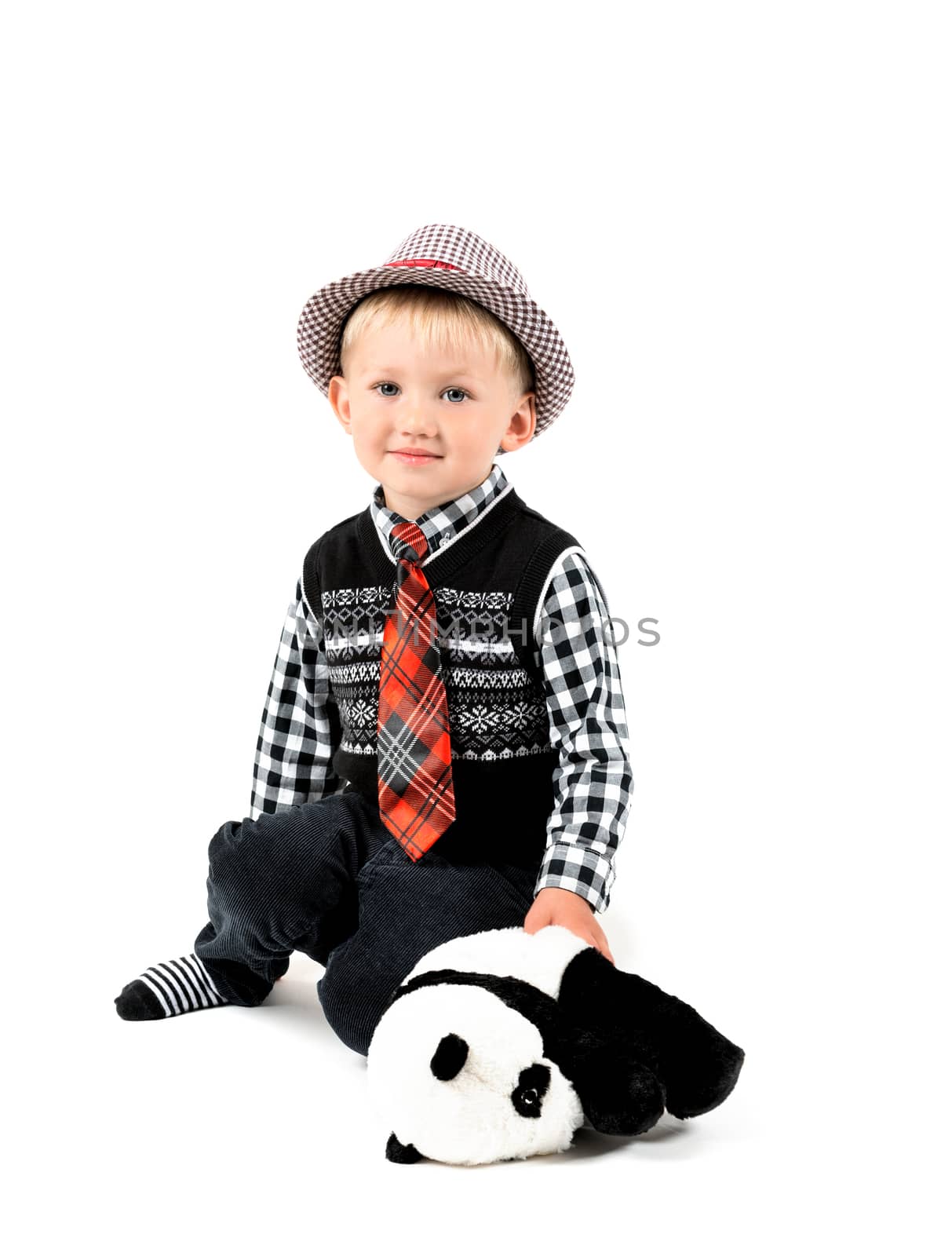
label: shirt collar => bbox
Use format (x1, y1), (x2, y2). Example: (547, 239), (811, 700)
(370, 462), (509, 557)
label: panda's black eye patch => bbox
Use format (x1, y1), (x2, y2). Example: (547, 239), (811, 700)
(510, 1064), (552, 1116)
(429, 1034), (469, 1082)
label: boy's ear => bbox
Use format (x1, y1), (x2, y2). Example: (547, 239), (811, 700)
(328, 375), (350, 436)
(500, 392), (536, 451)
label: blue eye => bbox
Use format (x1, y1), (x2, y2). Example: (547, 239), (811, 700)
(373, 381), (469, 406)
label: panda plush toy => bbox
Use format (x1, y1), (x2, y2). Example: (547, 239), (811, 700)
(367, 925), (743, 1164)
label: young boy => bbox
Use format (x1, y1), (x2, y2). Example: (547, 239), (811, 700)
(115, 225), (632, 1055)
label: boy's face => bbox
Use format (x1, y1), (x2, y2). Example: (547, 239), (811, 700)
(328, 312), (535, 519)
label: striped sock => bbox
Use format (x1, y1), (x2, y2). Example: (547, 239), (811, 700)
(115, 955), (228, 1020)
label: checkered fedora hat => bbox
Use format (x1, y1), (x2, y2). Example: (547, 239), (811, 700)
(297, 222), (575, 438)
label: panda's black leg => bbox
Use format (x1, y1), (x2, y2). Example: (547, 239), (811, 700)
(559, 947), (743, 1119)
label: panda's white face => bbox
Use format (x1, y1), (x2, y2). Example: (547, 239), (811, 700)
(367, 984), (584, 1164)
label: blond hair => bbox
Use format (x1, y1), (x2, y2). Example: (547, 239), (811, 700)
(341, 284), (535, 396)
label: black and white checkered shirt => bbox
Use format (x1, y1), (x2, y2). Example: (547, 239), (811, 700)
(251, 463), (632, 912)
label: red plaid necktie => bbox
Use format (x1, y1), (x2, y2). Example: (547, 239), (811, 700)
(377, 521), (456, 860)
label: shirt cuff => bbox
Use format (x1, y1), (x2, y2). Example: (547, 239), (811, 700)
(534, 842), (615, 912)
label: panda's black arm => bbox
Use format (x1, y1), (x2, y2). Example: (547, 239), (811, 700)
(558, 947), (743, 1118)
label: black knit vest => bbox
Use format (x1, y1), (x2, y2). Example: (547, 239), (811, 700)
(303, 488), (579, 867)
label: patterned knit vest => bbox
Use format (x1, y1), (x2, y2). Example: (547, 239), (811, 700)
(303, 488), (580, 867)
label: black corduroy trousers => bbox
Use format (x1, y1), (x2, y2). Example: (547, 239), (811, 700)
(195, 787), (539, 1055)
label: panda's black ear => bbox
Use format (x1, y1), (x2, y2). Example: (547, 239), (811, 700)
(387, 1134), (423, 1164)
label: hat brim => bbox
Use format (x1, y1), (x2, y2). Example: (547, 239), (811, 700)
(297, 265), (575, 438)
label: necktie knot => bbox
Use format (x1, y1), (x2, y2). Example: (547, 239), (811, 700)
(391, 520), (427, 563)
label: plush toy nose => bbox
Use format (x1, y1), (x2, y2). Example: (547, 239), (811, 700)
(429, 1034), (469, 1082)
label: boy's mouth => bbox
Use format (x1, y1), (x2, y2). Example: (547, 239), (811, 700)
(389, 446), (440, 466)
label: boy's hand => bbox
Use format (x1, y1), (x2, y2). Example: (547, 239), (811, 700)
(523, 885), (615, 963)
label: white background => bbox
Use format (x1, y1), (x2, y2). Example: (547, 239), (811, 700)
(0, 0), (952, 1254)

================

▶ _Problem requirements_:
Reproduce the lines above character for character, beginning with the line that contains "label: patterned knit vest => bbox" and continuing through the final line.

▶ _Complete answer_:
label: patterned knit vest => bbox
Use format (x1, y1), (x2, y2). Example: (547, 239), (811, 700)
(303, 488), (580, 867)
label: black corduroy trousers => bbox
Use format (x1, y1), (x2, y2). Example: (547, 239), (811, 700)
(195, 787), (539, 1055)
label: panda's black ear => bbox
Use format (x1, y1), (x2, y2). Example: (547, 239), (811, 700)
(387, 1134), (423, 1164)
label: hat brim => bbox
Use format (x1, y1), (x2, y2). Example: (547, 239), (811, 700)
(297, 265), (575, 438)
label: necktie knot => bbox
Use format (x1, y1), (x2, y2). Example: (547, 239), (811, 700)
(391, 520), (427, 563)
label: plush toy nose => bbox
Use format (x1, y1), (x2, y2). Example: (547, 239), (811, 700)
(429, 1034), (469, 1082)
label: boy's mouth => bbox
Use format (x1, y1), (x2, y2). Example: (547, 239), (811, 700)
(389, 446), (440, 466)
label: boy's hand => bbox
Use format (x1, y1), (x2, y2). Example: (547, 239), (811, 700)
(523, 885), (615, 963)
label: white background => bbox
Use format (x1, y1), (x2, y2). Example: (547, 239), (811, 700)
(0, 0), (952, 1254)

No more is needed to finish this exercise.